# [Problem requirements]
Below are the records; copy each line in which "white" can be found.

· · · · · · ·

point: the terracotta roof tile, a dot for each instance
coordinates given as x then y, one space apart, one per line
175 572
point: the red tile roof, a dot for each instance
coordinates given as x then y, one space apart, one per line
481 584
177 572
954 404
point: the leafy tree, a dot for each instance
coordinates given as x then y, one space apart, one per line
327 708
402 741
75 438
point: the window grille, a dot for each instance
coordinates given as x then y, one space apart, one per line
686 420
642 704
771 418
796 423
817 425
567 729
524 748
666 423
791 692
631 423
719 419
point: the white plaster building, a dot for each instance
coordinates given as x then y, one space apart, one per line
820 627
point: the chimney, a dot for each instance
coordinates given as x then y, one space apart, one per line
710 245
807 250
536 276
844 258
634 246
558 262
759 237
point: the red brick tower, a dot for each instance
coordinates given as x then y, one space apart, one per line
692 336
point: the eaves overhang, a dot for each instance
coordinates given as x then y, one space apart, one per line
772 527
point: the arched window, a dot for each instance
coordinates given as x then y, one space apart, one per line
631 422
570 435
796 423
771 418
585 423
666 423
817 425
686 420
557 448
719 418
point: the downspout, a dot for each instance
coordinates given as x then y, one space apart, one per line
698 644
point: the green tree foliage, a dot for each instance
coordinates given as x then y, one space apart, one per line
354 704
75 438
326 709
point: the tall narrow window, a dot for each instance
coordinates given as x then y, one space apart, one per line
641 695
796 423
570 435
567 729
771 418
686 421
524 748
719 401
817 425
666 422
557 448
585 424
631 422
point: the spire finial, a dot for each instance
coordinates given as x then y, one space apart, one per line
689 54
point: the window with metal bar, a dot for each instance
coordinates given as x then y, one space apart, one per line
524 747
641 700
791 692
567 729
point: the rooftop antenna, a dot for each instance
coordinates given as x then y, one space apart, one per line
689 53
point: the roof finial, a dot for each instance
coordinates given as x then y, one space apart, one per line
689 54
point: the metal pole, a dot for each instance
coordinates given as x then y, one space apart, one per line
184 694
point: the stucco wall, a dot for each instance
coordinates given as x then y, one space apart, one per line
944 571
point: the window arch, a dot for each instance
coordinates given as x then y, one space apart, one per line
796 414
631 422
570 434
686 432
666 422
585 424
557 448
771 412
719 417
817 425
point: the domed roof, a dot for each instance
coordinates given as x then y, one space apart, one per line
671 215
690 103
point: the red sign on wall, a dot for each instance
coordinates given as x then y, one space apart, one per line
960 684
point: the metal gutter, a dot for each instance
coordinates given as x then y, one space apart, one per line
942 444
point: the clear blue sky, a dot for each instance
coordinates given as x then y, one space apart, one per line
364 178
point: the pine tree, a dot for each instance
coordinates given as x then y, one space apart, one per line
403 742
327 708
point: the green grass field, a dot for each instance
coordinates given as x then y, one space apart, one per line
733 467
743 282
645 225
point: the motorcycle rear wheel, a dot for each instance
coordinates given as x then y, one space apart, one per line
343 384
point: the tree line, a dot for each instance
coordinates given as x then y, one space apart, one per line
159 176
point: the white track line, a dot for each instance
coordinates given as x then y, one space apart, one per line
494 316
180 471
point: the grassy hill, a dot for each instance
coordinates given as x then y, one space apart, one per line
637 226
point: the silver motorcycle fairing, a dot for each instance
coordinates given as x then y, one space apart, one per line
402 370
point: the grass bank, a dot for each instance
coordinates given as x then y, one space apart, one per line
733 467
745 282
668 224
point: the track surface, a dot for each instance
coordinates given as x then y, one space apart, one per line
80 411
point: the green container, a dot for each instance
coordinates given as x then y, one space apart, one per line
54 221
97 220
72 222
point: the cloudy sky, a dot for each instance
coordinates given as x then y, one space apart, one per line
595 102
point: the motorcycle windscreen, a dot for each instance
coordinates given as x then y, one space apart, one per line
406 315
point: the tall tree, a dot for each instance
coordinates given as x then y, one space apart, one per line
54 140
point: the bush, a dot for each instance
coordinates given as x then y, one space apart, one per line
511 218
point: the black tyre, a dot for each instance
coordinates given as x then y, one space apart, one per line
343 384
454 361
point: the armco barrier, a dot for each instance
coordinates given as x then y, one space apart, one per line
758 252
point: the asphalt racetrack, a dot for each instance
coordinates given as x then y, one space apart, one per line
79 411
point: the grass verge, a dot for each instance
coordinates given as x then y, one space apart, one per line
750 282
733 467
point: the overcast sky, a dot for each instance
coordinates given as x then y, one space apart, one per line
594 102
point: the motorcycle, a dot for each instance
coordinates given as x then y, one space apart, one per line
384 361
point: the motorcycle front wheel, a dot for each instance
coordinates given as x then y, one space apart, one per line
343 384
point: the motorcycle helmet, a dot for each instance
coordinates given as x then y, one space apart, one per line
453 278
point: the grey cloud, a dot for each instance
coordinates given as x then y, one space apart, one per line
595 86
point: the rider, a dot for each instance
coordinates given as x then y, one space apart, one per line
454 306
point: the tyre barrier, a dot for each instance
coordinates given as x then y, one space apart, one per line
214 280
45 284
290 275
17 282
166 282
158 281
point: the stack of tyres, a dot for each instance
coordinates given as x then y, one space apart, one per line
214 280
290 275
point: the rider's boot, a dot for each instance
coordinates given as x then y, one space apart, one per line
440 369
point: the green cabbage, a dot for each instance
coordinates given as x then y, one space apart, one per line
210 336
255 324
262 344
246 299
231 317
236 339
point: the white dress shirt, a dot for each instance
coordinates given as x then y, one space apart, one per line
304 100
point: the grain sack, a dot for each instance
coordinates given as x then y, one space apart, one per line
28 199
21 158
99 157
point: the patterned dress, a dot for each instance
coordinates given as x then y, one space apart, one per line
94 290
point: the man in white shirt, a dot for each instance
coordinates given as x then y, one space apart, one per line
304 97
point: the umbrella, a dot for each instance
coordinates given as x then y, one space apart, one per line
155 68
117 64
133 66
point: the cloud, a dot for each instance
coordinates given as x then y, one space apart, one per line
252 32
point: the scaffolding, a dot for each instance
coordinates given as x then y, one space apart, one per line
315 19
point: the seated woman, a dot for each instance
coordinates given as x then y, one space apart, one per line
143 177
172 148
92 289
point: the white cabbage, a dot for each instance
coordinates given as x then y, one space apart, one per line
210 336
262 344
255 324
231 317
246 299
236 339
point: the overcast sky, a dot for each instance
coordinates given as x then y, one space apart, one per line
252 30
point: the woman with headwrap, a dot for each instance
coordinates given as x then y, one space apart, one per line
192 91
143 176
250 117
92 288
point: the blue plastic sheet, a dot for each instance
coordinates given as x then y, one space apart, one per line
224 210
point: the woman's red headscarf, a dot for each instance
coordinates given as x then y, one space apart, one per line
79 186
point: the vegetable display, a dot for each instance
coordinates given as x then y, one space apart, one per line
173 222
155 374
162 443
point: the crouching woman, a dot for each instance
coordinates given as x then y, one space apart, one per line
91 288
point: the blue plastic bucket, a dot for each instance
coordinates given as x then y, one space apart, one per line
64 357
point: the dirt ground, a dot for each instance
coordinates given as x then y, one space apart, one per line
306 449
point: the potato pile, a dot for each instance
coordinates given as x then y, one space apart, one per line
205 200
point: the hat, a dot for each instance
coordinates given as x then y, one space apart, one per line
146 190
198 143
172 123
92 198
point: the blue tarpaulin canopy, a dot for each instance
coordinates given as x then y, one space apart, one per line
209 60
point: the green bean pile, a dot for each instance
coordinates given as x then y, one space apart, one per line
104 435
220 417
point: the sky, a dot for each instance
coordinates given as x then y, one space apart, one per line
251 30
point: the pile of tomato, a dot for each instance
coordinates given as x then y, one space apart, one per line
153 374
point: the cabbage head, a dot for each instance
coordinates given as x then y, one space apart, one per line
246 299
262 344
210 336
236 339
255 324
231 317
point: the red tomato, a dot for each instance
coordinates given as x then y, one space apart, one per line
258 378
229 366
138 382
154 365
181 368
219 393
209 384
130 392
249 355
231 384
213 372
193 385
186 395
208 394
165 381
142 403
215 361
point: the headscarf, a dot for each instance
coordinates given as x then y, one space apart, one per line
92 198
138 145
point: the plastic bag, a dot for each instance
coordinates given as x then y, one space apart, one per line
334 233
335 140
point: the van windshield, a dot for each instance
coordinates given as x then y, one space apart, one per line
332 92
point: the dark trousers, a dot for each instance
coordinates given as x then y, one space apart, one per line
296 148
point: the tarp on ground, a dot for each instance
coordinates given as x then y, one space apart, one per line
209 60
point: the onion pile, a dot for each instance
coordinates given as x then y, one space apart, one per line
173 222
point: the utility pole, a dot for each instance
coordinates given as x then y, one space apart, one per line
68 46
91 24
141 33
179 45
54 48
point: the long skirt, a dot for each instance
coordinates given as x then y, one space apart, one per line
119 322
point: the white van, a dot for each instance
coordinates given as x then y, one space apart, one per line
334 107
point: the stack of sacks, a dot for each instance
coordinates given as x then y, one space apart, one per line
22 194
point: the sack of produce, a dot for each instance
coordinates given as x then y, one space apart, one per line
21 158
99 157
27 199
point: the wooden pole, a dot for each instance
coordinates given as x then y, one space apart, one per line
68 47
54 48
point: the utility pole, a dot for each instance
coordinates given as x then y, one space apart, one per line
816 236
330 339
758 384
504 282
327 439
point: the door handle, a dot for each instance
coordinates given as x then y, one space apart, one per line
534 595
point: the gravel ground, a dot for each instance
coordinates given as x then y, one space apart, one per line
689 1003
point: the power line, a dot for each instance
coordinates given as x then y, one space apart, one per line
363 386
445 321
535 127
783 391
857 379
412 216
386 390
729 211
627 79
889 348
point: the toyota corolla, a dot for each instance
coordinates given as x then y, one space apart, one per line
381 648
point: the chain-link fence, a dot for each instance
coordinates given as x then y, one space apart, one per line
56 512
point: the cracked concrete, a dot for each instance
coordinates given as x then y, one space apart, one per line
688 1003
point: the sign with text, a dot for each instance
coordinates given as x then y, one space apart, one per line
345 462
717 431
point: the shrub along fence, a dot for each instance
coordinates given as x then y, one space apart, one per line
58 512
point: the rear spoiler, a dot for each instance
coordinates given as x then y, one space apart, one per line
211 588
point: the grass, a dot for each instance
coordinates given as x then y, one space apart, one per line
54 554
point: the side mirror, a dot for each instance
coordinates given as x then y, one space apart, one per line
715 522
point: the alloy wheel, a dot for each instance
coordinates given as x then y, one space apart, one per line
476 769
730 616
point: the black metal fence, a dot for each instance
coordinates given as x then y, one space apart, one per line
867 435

· · · · · · ·

# [Answer space]
point: the white plaster building, a dot for each instance
point: the white track line, a dot for each instance
point: the white dress shirt, a dot for each instance
point: the man in white shirt, a dot for each instance
point: the white cabbage, a dot for each instance
point: the white van, a dot for each instance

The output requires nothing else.